### WHAT YOU ARE ASKED TO DO
Every entry, from the first to the last, should be written out exactly.
(Beginning of RECORDS FOR THIS EXERCISE)
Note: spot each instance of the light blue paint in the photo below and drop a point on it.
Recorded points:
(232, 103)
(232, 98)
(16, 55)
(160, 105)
(End of RECORDS FOR THIS EXERCISE)
### OUTPUT FOR THIS EXERCISE
Note: spot each instance of the light blue paint in the photo below and drop a point on it.
Recorded points:
(232, 103)
(232, 98)
(16, 55)
(160, 105)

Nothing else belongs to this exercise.